Shares of Halliburton rose 4% because they announced a $3.3 billion share buyback at the same time.

On Thursday Halliburton said it received an information request from the Dept of Justice regarding potential antitrust issues surrounding fracking. Halliburton has the largest share of the pressure pumping market. The DOJ spokeswoman said they were investigating "anticompetitive practices" in pressure pumping. Capacity in the market increased by as much as 50% in 2011 about the time gas-directed drilling began to decline. Active gas rigs fell to an 18 year low of 349 in June.

George Mitchell died last week at 94. He was the petroleum engineer that transformed the natural gas industry by using hydraulic fracturing to extract gas from shale formations. He was born to a modest family of Greek immigrants with very little money and rose to be the Chairman of Mitchell Energy, which was sold to Devon Energy for $3.5 billion in 2002. Mitchell had his first commercially successful test of his fracking process in the Barnett Shale after working for 17 years to develop the technology. Once he discovered the right combination of sand, water, pressure and delivery method he unlocked the door to the current natural gas bonanza. That happened when he was 80 and Devon was quick to jump on the new technology. Mitchell had a personal fortune of more than $2 billion at his death and 95% of it the final result of that 17 year quest for the fracking technology.

→ Listed entries
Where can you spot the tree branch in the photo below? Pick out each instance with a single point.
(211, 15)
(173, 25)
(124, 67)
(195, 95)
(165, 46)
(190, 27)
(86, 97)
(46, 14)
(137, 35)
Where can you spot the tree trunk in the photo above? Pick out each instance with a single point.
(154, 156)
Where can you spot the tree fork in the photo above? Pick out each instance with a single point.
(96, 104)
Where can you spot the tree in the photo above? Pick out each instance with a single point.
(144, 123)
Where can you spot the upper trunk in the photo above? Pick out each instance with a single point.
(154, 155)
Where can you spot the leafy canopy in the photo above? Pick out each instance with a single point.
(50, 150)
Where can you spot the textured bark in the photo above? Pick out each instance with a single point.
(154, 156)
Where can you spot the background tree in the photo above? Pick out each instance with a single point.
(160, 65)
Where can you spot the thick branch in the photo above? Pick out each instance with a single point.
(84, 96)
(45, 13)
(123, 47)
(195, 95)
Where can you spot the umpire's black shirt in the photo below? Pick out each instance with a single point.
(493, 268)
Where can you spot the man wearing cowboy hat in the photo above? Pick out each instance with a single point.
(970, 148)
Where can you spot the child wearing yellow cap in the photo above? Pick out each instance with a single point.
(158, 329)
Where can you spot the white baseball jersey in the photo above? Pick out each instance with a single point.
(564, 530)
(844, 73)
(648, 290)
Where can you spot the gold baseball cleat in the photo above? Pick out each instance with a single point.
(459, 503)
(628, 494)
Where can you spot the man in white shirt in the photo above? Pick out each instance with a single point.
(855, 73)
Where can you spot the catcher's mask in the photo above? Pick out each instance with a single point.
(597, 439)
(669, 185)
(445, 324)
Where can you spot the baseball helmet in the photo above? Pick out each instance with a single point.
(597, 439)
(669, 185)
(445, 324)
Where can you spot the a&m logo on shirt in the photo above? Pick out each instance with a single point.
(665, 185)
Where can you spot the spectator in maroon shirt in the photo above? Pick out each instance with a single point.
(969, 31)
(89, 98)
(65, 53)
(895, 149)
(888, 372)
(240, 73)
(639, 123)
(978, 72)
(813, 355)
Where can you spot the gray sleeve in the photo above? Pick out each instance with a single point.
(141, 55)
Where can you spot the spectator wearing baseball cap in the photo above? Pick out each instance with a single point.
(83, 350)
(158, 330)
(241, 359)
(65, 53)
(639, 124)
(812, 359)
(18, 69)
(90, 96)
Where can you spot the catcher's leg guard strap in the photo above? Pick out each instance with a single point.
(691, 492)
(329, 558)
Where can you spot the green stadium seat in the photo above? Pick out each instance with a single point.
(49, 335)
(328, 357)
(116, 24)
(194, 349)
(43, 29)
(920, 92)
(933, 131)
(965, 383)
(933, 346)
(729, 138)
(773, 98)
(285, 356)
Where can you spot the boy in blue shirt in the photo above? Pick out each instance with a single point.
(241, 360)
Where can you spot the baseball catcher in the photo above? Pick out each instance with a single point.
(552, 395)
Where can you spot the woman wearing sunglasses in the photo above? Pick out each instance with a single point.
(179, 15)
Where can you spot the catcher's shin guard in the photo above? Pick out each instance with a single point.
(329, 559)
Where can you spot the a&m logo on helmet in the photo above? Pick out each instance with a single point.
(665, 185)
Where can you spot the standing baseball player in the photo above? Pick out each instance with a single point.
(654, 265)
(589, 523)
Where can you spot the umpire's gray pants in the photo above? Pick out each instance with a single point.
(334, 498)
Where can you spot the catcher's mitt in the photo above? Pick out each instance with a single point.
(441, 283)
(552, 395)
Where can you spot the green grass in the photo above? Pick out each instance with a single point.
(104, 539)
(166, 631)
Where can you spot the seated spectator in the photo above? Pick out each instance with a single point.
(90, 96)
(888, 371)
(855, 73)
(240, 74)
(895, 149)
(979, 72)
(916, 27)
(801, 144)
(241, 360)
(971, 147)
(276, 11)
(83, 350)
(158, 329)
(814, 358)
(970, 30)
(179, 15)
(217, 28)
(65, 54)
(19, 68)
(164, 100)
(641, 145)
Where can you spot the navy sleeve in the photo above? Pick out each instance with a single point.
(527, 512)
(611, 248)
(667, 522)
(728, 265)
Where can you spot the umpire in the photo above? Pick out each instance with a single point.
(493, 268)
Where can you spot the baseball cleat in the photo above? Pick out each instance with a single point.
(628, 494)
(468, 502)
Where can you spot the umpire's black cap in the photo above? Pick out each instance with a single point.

→ Written exercise 1
According to the energy news text, to what level did active gas rigs fall in June?
→ Written exercise 2
Extend the energy news text about Halliburton and George Mitchell, beginning after its final sentence.

→ Exercise output 1
An 18-year low of 349.

→ Exercise output 2
Tropical storm Dorian broke up just east of Puerto Rico and collapsed into a wall of disorganized storms and high wind. The weather patterns are not conducive to Dorian returning to tropical storm status over the next two days.

Tropical Storm Outlook Map

Charlie Munger of Berkshire Hathaway fame said some amazing things in an interview on Thursday. They were amazing because they contradicted the prevailing trend in the media to press for U.S. energy independence. They just happen to correspond to my thoughts exactly.

Munger believes accelerating development of U.S. oil and gas resources is a "dumb idea." I agree. While Peak Oil was pushed back several years by the great recession, the recession in Europe and the three year decline of China's economy, it will eventually return. When it does and supplies become tight we will wish we had some of our own oil. Not for price considerations but for availability. Oil will reach a point where there will be shortages. Prices will rocket higher and those countries without internal production will suffer the most.

Munger believes oil prices are going higher, a lot higher as shortages appear. Every local barrel we leave in the ground today is a national treasure. Every barrel we buy today from somebody else is a barrel they will not have tomorrow. Buying foreign oil today depletes their resources and keeps ours in storage for the future.

There is no substitute for hydrocarbons. Besides transportation fuel they are used for fertilizer, fungicides, drugs, plastics, lubrication, etc. Eventually America will have to depend on its own resources for those items. If a new global conflict arose the first thing to be cut off would be oil. Shipping millions of barrels of oil from halfway around the world is an extreme security risk. It would be very easy for anyone with a minimal amount of military effort to cut off foreign exports from reaching the USA. In a matter of weeks it would be utter chaos in America. Cutting supply lines of strategic products has been an early conflict strategy since Roman times. Cut supply and the enemy will starve. In our case cut oil supplies and transportation stops.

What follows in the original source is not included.